# [Aim]
Reproduce the following lines verbatim, omitting the pictures from your answer.

┌─ Information given

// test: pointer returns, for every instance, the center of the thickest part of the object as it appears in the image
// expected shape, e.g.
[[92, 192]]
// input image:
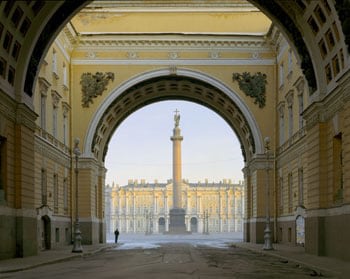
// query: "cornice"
[[326, 109], [7, 106], [181, 42], [25, 116], [171, 62]]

└─

# [Result for this exercise]
// test: pointer returns, for every instance, the center of the thickest part of the object as it appears in the image
// expected shape, e.g.
[[92, 192]]
// input image:
// query: "cornice"
[[326, 109], [7, 106], [181, 42], [25, 116], [171, 62]]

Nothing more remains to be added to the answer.